*THE TASK:*
Pull out every line below that contains the string "suit". Case counts.

*LISTED ENTRIES:*

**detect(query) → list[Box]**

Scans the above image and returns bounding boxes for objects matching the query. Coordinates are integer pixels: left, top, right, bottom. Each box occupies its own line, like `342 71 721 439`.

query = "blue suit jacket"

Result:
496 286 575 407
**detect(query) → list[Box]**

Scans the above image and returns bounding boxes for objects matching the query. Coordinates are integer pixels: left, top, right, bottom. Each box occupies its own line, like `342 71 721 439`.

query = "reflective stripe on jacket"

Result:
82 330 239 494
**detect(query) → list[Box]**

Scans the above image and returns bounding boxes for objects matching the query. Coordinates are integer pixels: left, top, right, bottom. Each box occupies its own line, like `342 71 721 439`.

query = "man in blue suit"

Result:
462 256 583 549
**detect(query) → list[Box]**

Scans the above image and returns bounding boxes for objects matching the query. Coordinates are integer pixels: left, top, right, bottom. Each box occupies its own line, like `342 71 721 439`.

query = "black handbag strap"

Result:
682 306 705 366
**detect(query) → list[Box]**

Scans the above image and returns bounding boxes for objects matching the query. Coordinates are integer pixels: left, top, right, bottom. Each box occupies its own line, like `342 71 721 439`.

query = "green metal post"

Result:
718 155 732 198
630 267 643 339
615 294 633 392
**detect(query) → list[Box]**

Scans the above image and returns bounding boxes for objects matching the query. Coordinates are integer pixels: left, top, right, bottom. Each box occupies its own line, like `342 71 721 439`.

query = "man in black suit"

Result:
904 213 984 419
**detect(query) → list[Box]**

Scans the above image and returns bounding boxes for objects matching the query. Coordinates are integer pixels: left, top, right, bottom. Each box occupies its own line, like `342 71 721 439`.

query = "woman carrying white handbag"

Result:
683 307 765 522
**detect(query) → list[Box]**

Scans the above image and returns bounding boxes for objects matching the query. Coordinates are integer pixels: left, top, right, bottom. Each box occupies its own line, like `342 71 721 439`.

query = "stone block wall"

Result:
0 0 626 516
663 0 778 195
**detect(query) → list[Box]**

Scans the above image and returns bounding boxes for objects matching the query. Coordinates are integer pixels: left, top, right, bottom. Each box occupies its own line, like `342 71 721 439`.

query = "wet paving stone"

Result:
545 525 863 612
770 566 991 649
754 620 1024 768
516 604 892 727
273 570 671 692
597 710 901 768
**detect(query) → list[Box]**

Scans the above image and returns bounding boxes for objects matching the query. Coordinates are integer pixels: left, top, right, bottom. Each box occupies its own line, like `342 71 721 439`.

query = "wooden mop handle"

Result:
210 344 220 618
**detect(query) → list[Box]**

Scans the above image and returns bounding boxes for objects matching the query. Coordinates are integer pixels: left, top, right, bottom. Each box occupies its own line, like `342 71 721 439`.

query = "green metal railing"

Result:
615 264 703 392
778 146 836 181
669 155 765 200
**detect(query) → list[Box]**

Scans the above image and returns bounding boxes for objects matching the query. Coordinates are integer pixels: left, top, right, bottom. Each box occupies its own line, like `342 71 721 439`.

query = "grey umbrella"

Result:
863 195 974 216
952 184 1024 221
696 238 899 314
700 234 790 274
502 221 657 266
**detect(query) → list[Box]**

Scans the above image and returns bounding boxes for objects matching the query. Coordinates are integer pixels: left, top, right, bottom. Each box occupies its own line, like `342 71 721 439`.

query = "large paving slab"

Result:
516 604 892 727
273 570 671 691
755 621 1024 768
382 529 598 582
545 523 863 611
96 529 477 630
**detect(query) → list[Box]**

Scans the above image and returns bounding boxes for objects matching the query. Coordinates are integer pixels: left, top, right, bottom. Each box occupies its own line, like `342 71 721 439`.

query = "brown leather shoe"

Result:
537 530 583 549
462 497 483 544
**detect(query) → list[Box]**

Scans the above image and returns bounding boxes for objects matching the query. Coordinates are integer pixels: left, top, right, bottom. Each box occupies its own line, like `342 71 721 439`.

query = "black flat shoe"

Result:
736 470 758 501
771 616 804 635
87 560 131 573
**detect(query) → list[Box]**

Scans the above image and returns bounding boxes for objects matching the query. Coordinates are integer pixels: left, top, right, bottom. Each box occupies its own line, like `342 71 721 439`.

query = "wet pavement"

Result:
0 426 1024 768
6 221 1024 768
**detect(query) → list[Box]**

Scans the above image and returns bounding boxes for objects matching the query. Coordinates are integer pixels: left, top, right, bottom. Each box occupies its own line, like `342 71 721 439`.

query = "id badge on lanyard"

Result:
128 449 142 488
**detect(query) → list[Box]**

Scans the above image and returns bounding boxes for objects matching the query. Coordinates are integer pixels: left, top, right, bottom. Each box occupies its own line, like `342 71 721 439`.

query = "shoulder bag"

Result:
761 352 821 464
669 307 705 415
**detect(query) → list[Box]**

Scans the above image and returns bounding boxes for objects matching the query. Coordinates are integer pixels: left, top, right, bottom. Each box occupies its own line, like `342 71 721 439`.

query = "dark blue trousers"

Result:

*COMPLETE OUTPUT:*
query = "blue suit jacket"
query = "man in blue suit"
query = "man in black suit"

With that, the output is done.